What you should do »
Quote, without change, all of the lines that follow.

Dataset records »
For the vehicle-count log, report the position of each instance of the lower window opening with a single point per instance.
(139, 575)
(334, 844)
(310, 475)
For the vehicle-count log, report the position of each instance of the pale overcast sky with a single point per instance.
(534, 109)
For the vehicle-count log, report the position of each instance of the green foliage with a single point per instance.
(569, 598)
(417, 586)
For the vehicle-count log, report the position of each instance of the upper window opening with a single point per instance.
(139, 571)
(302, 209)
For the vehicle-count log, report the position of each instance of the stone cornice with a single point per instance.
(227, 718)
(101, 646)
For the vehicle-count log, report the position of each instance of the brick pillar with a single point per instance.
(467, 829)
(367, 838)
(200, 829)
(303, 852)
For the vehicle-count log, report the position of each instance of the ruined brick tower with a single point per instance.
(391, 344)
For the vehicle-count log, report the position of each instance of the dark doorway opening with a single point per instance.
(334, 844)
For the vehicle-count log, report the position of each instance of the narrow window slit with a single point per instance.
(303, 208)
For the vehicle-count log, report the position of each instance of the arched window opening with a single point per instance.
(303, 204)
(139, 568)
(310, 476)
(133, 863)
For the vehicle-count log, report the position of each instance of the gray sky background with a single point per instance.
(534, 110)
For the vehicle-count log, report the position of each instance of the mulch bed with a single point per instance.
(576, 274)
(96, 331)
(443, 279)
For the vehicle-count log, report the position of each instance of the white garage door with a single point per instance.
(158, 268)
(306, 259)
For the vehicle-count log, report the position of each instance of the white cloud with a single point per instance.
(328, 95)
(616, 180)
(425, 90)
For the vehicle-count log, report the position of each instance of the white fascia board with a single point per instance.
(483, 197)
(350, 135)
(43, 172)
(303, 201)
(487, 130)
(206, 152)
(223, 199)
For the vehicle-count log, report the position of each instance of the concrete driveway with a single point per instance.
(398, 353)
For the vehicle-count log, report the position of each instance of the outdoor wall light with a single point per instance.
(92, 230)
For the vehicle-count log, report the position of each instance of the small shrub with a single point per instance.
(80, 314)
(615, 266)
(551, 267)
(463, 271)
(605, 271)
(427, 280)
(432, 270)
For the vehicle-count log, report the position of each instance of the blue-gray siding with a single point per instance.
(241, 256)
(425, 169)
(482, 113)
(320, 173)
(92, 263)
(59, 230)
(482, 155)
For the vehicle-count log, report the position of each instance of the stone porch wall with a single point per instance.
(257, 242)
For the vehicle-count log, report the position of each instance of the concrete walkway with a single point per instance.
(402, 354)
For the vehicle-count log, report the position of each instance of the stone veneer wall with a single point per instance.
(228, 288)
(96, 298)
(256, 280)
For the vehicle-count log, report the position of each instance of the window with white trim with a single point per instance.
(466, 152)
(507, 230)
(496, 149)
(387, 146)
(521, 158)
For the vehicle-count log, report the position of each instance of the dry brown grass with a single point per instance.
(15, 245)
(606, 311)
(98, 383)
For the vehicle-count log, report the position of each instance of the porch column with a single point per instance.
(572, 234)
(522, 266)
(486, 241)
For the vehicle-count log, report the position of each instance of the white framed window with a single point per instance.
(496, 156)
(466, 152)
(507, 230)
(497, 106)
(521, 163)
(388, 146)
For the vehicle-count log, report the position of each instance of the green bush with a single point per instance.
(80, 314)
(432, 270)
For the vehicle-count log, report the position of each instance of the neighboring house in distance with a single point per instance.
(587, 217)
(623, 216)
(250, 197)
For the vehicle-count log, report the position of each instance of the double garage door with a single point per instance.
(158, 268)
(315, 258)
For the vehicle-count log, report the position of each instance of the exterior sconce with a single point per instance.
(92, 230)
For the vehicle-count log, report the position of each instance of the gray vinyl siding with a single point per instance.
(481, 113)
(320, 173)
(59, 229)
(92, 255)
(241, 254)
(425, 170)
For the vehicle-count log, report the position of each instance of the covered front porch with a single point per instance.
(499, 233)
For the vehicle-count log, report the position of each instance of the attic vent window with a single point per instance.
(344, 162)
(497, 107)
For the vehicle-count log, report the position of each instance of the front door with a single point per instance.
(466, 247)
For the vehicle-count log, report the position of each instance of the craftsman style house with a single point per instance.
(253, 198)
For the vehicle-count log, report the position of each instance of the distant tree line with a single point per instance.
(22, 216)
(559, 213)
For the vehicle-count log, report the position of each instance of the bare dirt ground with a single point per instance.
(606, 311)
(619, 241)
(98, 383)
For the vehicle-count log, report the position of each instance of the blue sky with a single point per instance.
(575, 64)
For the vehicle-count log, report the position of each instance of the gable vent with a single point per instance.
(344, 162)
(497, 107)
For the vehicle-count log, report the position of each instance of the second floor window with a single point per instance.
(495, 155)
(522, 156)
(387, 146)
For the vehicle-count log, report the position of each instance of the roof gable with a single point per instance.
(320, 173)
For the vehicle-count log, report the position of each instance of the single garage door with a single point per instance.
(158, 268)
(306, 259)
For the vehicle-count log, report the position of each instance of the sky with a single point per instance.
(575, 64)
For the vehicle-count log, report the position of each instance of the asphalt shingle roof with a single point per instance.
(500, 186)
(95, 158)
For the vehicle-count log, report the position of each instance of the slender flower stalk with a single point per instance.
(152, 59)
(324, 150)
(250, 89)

Completed exercise »
For the vehicle-count log, report the position of each instance of the lower window opening with a single point per instance.
(139, 575)
(334, 844)
(310, 475)
For the vehicle-count log, report the position of each instance of the pale overcast sky with a single point per instance.
(534, 109)
For the vehicle-count log, report the position of each instance of the green foliage with a single point per instance.
(569, 598)
(417, 586)
For the vehicle-count log, report the position of each instance of the upper window opening with a single point per instance.
(139, 571)
(302, 209)
For the vehicle-count log, report the position of each instance of the stone cornice with a single point per instance.
(227, 718)
(101, 646)
For the vehicle-count log, report the position of each instance of the brick pillar with a single point per instance.
(467, 829)
(367, 838)
(200, 829)
(303, 852)
For the vehicle-count log, report the position of each instance of the ruined brick tower with a single point per instance.
(391, 344)
For the vehicle-count log, report the position of each instance of the dark doorway opening with a single point per instance.
(334, 844)
For the vehicle-count log, report the position of each instance of the narrow window slit with a single point per instance.
(303, 208)
For the vehicle-count log, report the position of each instance of the arched window opening with a single point per instance.
(303, 204)
(139, 568)
(310, 476)
(133, 863)
For the vehicle-count log, report the position of each instance of the gray sky background with a single point per instance.
(534, 110)
For the vehicle-count log, report the position of each instance of the mulch bed with a single point per instance.
(576, 274)
(96, 331)
(443, 279)
For the vehicle-count log, report the position of each instance of the white garage door with a single point per instance.
(158, 268)
(306, 259)
For the vehicle-count log, report the position of each instance of the white cloud with a single point per instance.
(328, 95)
(616, 180)
(425, 90)
For the vehicle-count log, report the position of each instance of the white fascia board with a single point per instance.
(483, 197)
(350, 135)
(43, 172)
(303, 201)
(487, 130)
(206, 152)
(223, 199)
For the vehicle-count log, report the position of each instance of the concrete driveway with a single point per instance.
(398, 353)
For the vehicle-count log, report the position of each instance of the outdoor wall light with a single point per instance.
(92, 230)
For the vehicle-count log, report the position of each instance of the small shrub with a single point per instance.
(80, 314)
(615, 266)
(551, 267)
(463, 271)
(605, 271)
(427, 280)
(432, 270)
For the vehicle-count log, report the position of each instance of the blue-gray siding with a single point per instance.
(241, 256)
(425, 169)
(482, 113)
(320, 173)
(92, 263)
(59, 230)
(482, 155)
For the vehicle-count log, report the position of each instance of the stone porch wall with a single point per instance.
(257, 242)
For the vehicle-count log, report the position of each instance of the concrete walkway with a single point per instance.
(402, 354)
For the vehicle-count log, report the position of each instance of the stone veneer wall with a single point per instance.
(228, 288)
(96, 298)
(256, 280)
For the vehicle-count log, report the position of each instance of the window with white trim with a single point per instance.
(466, 152)
(507, 230)
(496, 149)
(387, 146)
(521, 158)
For the vehicle-count log, report the position of each instance of the dry brown grass with a single point per instance.
(15, 245)
(606, 311)
(98, 383)
For the vehicle-count log, report the position of each instance of the porch column with a single point per instance.
(572, 234)
(522, 266)
(486, 241)
For the vehicle-count log, report the position of each instance of the white framed window with a single point per instance.
(496, 156)
(466, 152)
(507, 230)
(497, 106)
(521, 163)
(388, 146)
For the vehicle-count log, report the position of each instance of the green bush with a single point per instance.
(80, 314)
(432, 270)
For the vehicle-count log, report the position of each instance of the neighboring house in distance with a single point per instance.
(587, 217)
(623, 216)
(250, 197)
For the vehicle-count log, report the position of each instance of the double garage door with a single point per instance.
(158, 268)
(315, 258)
For the vehicle-count log, report the position of each instance of the exterior sconce with a single point per instance.
(92, 230)
For the vehicle-count log, report the position of each instance of the gray vinyl siding with a single point per instance.
(481, 113)
(320, 173)
(59, 229)
(92, 255)
(241, 254)
(425, 170)
For the vehicle-count log, report the position of each instance of the covered front porch with a single point per instance.
(499, 233)
For the vehicle-count log, report the position of each instance of the attic vent window with a single point per instance.
(344, 162)
(497, 107)
For the vehicle-count log, report the position of each instance of the front door with a single point per instance.
(466, 247)
For the vehicle-count log, report the position of each instance of the craftsman style house with a single point per instance.
(253, 198)
For the vehicle-count log, report the position of each instance of the distant tree line with a single point per instance.
(22, 216)
(559, 213)
For the vehicle-count log, report the position of each instance of the bare dirt ground with a single point per instance.
(606, 311)
(619, 241)
(98, 383)
For the vehicle-count log, report the position of each instance of the blue sky with a single point per instance.
(575, 64)
For the vehicle-count log, report the position of each instance of the gable vent with a single point per instance.
(344, 162)
(497, 107)
For the vehicle-count log, report the position of each instance of the second floor window with a single point per instance.
(495, 155)
(522, 156)
(387, 146)
For the vehicle-count log, report the position of each instance of the roof gable with a single point per instance.
(320, 173)
For the vehicle-count log, report the position of each instance of the single garage door with a single point per instance.
(158, 268)
(306, 259)
For the vehicle-count log, report the position of each instance of the sky with a single point per instance.
(575, 64)
For the vehicle-count log, report the position of each instance of the asphalt shingle roof with a single point per instance.
(500, 186)
(95, 158)
For the vehicle-count log, report the position of each instance of the slender flower stalk with a single point per instance.
(152, 59)
(324, 150)
(250, 89)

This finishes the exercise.